Image-grounded pointing data
= = =

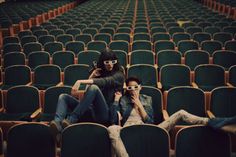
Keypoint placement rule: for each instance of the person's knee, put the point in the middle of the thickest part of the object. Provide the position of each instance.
(93, 88)
(63, 96)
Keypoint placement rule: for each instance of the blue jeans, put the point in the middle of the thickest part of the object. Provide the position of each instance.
(93, 97)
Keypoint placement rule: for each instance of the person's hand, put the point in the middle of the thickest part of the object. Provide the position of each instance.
(118, 95)
(96, 72)
(135, 99)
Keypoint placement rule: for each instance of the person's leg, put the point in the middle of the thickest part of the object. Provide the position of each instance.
(93, 96)
(117, 145)
(185, 116)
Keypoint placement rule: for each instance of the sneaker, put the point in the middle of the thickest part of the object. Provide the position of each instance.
(65, 123)
(55, 128)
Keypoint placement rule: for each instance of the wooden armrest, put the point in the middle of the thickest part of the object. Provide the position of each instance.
(194, 85)
(59, 84)
(210, 114)
(159, 85)
(36, 113)
(229, 84)
(29, 84)
(165, 114)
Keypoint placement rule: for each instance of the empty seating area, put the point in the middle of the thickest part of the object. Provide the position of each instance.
(184, 52)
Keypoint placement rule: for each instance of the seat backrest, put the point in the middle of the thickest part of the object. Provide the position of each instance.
(22, 99)
(202, 141)
(145, 140)
(222, 102)
(30, 139)
(80, 139)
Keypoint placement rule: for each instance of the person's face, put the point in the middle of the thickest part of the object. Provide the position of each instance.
(133, 87)
(109, 64)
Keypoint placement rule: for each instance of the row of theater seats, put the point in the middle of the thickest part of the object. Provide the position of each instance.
(204, 76)
(35, 139)
(192, 58)
(27, 103)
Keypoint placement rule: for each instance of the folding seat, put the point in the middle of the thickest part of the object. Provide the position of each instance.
(111, 25)
(160, 36)
(212, 30)
(30, 139)
(141, 140)
(194, 29)
(230, 45)
(97, 26)
(11, 47)
(65, 27)
(13, 58)
(80, 26)
(164, 45)
(232, 75)
(88, 57)
(230, 29)
(173, 75)
(141, 57)
(21, 102)
(38, 58)
(122, 36)
(204, 24)
(96, 45)
(90, 31)
(51, 27)
(189, 99)
(180, 36)
(186, 45)
(221, 24)
(52, 47)
(46, 76)
(141, 71)
(158, 30)
(24, 33)
(10, 39)
(108, 30)
(222, 37)
(194, 58)
(141, 36)
(27, 39)
(103, 37)
(208, 76)
(75, 72)
(119, 45)
(75, 46)
(222, 100)
(202, 141)
(173, 30)
(50, 101)
(82, 136)
(224, 58)
(32, 46)
(171, 24)
(73, 31)
(165, 57)
(64, 38)
(85, 38)
(56, 32)
(46, 38)
(141, 45)
(211, 46)
(127, 25)
(40, 33)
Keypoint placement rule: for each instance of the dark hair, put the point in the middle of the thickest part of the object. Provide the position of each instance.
(132, 78)
(108, 54)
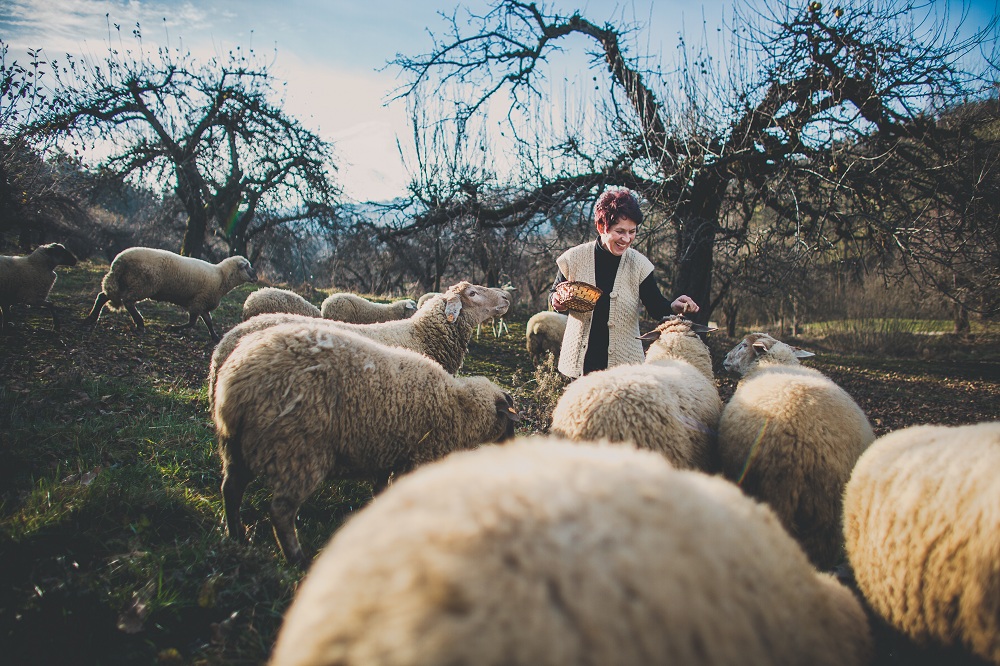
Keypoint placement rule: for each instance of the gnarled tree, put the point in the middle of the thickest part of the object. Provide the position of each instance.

= = =

Work task: Retype the records exactly, but skip the pictures.

Exercise result:
Keypoint placement rule: for each instance of the person's knee, put the point in the middle of the thickest part of the object. Provide the position of each instance.
(93, 88)
(63, 96)
Keypoint placement rule: for each instance of the blue jeans, put the point in the middle of the thickest part of the object. Provide the position of each instance.
(93, 97)
Keypoint placement rule: for each instance of the person's hand, put the point in the middle of the thickest part of the object. Provide the position of each instance.
(118, 95)
(96, 72)
(135, 99)
Keypoint placement rule: for each instance of the person's leg, put the point in the middle of the thickest part of the object. Provide the position of each instance.
(93, 96)
(117, 145)
(185, 116)
Keypoint placement rule: for each instance of the sneaker, put the point in the middle of the thickest part of the object. Provide the position of each instance.
(65, 123)
(55, 128)
Keypoint placement rule: for each instance of the wooden armrest, put the point in the middle of the thickest part of the object. Provide the position of each instance.
(194, 85)
(59, 84)
(210, 114)
(159, 85)
(36, 113)
(229, 84)
(29, 84)
(165, 114)
Keypoint placement rule: for each instance of the empty seating area, put the point in the middle of the thickest part of the object. Provide the position of each instance.
(184, 52)
Keypoint placement rule: for each instance of the seat backrest, put the point in the middle of the thickest part of the object. Provide the position of each instance.
(22, 99)
(202, 141)
(145, 140)
(222, 102)
(30, 139)
(80, 139)
Keypoint placement rule: for each instance of the person's face, put the point in the middle of the thickest part of the object. Provide the position of each instance.
(133, 87)
(109, 64)
Keypoint placement rule: for each instance of the row of theater seats, put the point in the middle of the thickest part of the object. Provide the position of each instance.
(204, 76)
(35, 139)
(192, 58)
(27, 103)
Keypoint placement rule: for each instance of the folding seat, put the point in the middle of the thickest part of the object. Provide the position of each instance.
(111, 25)
(160, 36)
(212, 30)
(30, 139)
(141, 140)
(194, 29)
(230, 45)
(97, 26)
(11, 47)
(65, 27)
(13, 58)
(80, 26)
(164, 45)
(232, 75)
(88, 57)
(230, 29)
(173, 75)
(141, 57)
(21, 102)
(38, 58)
(122, 36)
(204, 24)
(96, 45)
(90, 31)
(51, 27)
(189, 99)
(180, 36)
(186, 45)
(221, 24)
(52, 47)
(46, 76)
(141, 71)
(158, 30)
(24, 33)
(10, 39)
(108, 30)
(222, 37)
(194, 58)
(141, 36)
(27, 39)
(103, 37)
(208, 76)
(75, 72)
(119, 45)
(75, 46)
(222, 100)
(202, 141)
(173, 30)
(50, 101)
(82, 136)
(224, 58)
(32, 46)
(171, 24)
(73, 31)
(165, 57)
(64, 38)
(85, 38)
(56, 32)
(46, 38)
(141, 45)
(211, 46)
(127, 25)
(40, 33)
Keypoint placement rule: for each instance of the dark hair, put the point in the middle of the thickest part of the object. Provide the position of each instance.
(132, 78)
(108, 54)
Keypoint placement rule: for each instance of the gnarled tree, put the point in the middle of the thickest part of the object. Provide the position of each instance.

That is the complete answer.